====== RECORD EXCERPTS ======
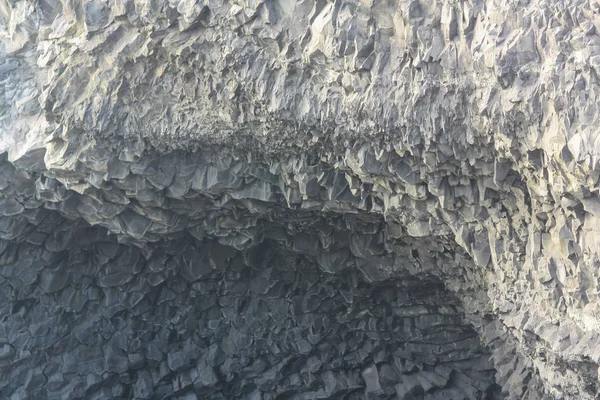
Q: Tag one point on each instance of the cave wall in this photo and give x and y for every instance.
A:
(444, 143)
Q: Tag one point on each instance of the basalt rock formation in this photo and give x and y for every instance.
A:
(299, 199)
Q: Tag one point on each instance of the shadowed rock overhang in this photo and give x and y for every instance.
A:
(299, 200)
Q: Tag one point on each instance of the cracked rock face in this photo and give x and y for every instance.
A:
(281, 199)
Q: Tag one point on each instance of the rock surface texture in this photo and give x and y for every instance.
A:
(299, 199)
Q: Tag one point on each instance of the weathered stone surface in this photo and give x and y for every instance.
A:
(281, 199)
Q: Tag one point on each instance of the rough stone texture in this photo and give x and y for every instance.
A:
(299, 199)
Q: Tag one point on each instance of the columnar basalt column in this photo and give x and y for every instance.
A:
(299, 199)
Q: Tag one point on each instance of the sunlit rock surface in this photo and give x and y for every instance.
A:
(299, 199)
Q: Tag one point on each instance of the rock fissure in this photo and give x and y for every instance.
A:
(299, 199)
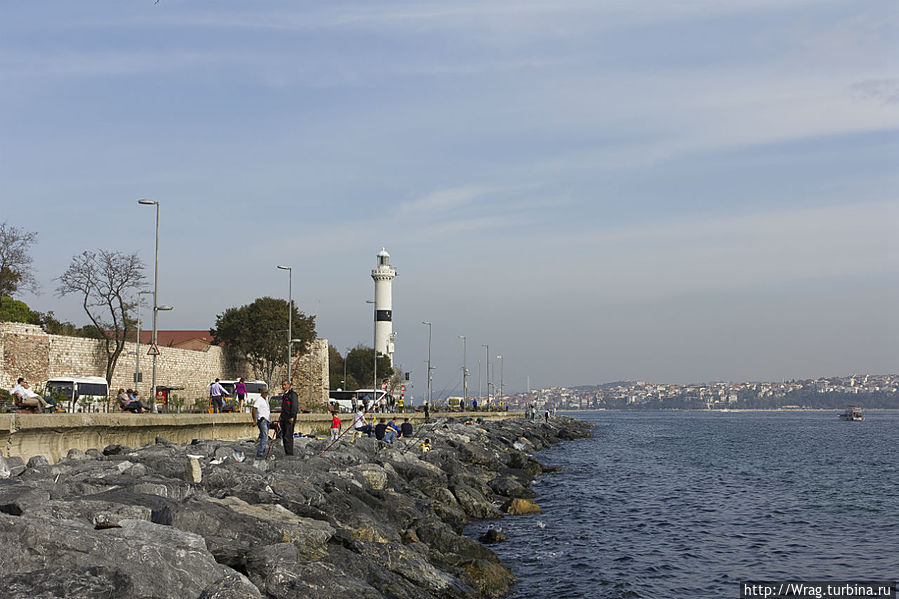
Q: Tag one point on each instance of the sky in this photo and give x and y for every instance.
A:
(596, 190)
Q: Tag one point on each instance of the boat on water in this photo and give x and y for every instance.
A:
(853, 412)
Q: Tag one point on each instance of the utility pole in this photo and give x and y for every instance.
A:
(429, 359)
(464, 370)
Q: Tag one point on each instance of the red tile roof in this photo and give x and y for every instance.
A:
(197, 339)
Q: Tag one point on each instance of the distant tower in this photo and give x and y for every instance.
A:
(383, 276)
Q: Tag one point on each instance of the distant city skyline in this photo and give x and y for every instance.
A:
(674, 192)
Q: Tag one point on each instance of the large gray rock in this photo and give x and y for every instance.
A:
(140, 559)
(11, 466)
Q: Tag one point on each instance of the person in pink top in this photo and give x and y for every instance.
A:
(240, 389)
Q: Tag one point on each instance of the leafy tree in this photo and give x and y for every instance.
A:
(360, 365)
(15, 311)
(15, 263)
(258, 331)
(106, 282)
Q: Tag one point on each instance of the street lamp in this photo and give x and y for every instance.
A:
(344, 367)
(374, 347)
(487, 370)
(146, 202)
(289, 315)
(501, 364)
(140, 311)
(464, 370)
(429, 359)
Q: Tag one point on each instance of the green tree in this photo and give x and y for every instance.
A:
(258, 332)
(360, 365)
(15, 263)
(107, 282)
(15, 311)
(336, 372)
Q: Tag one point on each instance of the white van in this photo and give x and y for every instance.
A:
(254, 390)
(84, 394)
(379, 400)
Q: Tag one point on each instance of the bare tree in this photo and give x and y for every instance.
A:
(106, 281)
(15, 263)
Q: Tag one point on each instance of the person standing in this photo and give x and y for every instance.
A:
(289, 409)
(262, 415)
(216, 391)
(240, 389)
(359, 423)
(23, 396)
(335, 425)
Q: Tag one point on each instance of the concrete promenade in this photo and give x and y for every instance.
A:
(53, 435)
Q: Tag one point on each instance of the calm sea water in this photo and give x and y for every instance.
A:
(688, 504)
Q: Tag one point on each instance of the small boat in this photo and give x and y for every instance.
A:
(853, 412)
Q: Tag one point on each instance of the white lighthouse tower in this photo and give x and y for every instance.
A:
(383, 276)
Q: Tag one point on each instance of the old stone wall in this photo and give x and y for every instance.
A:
(26, 350)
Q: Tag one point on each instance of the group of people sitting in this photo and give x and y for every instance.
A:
(129, 401)
(383, 429)
(24, 398)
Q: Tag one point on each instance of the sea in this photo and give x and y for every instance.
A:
(688, 504)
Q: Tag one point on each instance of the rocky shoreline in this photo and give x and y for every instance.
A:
(365, 519)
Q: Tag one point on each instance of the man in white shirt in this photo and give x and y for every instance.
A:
(24, 397)
(359, 423)
(216, 391)
(262, 415)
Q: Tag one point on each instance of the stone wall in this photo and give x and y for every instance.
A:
(26, 350)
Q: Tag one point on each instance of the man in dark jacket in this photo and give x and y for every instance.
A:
(289, 408)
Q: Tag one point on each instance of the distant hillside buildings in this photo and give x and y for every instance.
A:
(866, 390)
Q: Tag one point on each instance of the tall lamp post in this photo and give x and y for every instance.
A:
(501, 364)
(140, 312)
(289, 316)
(487, 370)
(156, 307)
(464, 370)
(429, 359)
(374, 347)
(344, 367)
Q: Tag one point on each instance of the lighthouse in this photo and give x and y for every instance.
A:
(383, 275)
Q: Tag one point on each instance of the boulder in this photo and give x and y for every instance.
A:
(518, 507)
(38, 461)
(474, 503)
(192, 472)
(11, 466)
(65, 558)
(492, 536)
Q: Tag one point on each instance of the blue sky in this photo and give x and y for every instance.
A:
(666, 191)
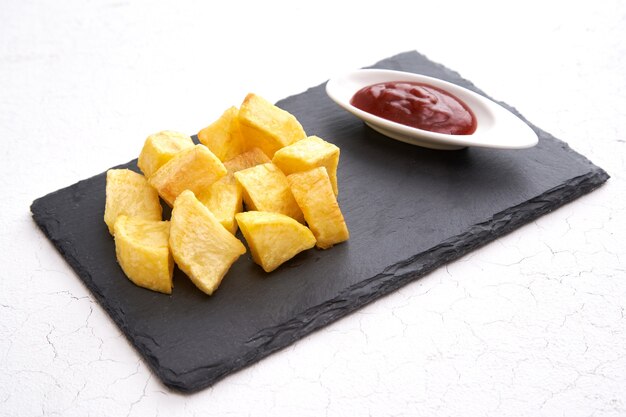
======
WHAT IS ASKED ->
Which lines of the material above contain the string "water"? Find each one and copy it in full, matching case exactly.

RESULT OF THE EXERCISE ->
Q: Tag one point on each instance of the boat on water in this photo and give x and y for every instance.
Q: Tag one point on each instance of the calm sea water in this photo and give x and y for every instance.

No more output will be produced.